■ **Requirement**
The whole of the data must be transcribed exactly.

:: Task input ::

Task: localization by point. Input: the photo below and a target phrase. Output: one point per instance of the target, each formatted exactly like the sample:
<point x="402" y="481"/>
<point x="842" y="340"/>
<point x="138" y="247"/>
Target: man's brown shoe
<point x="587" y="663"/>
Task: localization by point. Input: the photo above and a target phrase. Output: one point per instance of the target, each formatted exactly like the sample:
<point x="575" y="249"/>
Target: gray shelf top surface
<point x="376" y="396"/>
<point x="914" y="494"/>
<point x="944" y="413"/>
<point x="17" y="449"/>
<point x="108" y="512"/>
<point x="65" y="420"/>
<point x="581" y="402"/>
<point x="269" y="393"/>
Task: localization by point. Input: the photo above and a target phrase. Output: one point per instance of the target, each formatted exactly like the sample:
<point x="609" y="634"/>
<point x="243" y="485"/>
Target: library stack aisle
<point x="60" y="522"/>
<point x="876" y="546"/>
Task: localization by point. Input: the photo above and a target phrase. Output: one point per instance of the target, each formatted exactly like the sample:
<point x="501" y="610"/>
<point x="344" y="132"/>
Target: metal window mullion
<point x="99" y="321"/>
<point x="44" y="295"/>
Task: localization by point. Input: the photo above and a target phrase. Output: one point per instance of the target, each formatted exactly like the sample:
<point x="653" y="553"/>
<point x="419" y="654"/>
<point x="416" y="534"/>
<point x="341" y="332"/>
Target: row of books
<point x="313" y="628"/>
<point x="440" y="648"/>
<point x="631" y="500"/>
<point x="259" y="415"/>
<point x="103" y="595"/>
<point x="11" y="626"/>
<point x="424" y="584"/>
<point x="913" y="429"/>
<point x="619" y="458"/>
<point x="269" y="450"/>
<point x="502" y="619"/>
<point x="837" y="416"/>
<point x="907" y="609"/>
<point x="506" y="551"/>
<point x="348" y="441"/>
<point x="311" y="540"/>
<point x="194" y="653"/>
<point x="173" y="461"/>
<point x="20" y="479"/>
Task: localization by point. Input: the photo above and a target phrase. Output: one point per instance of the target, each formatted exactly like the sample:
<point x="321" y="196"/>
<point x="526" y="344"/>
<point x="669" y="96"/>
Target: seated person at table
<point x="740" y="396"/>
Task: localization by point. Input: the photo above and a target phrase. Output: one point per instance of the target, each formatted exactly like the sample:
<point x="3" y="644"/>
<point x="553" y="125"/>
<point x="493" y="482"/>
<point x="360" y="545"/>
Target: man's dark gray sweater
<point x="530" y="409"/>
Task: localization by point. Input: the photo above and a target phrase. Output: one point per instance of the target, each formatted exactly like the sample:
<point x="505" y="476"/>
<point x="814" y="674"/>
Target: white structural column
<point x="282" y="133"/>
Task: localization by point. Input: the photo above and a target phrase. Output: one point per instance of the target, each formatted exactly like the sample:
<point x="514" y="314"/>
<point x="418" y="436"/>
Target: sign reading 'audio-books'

:::

■ **Answer area**
Task: localization by point. Input: the photo below and a target phrase. Output: one point per instance of the target, each formatted exactly like the sample:
<point x="402" y="481"/>
<point x="842" y="340"/>
<point x="138" y="247"/>
Target: man's brown shoe
<point x="587" y="663"/>
Task: localization by point. Input: the photo above and a target phrase. Output: one point per instance of the target, each formatted exactly like the sample:
<point x="575" y="249"/>
Target: gray shelf top surface
<point x="376" y="396"/>
<point x="914" y="494"/>
<point x="944" y="413"/>
<point x="17" y="449"/>
<point x="108" y="512"/>
<point x="65" y="420"/>
<point x="581" y="402"/>
<point x="269" y="393"/>
Task: localization by point. Input: the photo above and a target phrase. Output: one point per instance of the target, each formatted exactly like the sample:
<point x="609" y="634"/>
<point x="243" y="485"/>
Target: library stack aisle
<point x="60" y="522"/>
<point x="876" y="546"/>
Task: localization by point. Input: the photo above and a target phrase. Output: one point per instance of the target, each formatted exactly like the sample:
<point x="501" y="610"/>
<point x="344" y="132"/>
Target: metal window mullion
<point x="99" y="321"/>
<point x="44" y="295"/>
Task: localization by point. Input: the photo above and a target phrase. Output: one point per instance of the target, each formatted exactly like the sample:
<point x="653" y="553"/>
<point x="419" y="654"/>
<point x="416" y="534"/>
<point x="341" y="332"/>
Target: row of books
<point x="313" y="628"/>
<point x="440" y="648"/>
<point x="631" y="500"/>
<point x="259" y="415"/>
<point x="103" y="595"/>
<point x="11" y="626"/>
<point x="424" y="584"/>
<point x="913" y="429"/>
<point x="619" y="458"/>
<point x="269" y="450"/>
<point x="502" y="619"/>
<point x="837" y="416"/>
<point x="907" y="609"/>
<point x="506" y="551"/>
<point x="348" y="441"/>
<point x="311" y="540"/>
<point x="194" y="653"/>
<point x="173" y="461"/>
<point x="20" y="479"/>
Task: localization by point. Input: the photo above and a target phrase. Output: one point per instance of the target, each formatted exactly like the sample:
<point x="321" y="196"/>
<point x="526" y="344"/>
<point x="669" y="96"/>
Target: seated person at table
<point x="740" y="396"/>
Task: localization by point. Input: the photo above and a target phrase. Output: one point per instance of the target, each formatted exactly like the sample:
<point x="3" y="644"/>
<point x="553" y="125"/>
<point x="493" y="482"/>
<point x="360" y="545"/>
Target: man's dark gray sweater
<point x="530" y="409"/>
Task: localization by point. Input: the photo above and a target phrase. Output: one point per instance of the target, each formatted exactly like the sample:
<point x="505" y="476"/>
<point x="814" y="674"/>
Target: white structural column
<point x="282" y="133"/>
Task: localization by point. Input: the photo above and a target phrase. Output: one point per instance of the target, each formatted exactly like the sample:
<point x="514" y="314"/>
<point x="418" y="436"/>
Target: sign reading 'audio-books'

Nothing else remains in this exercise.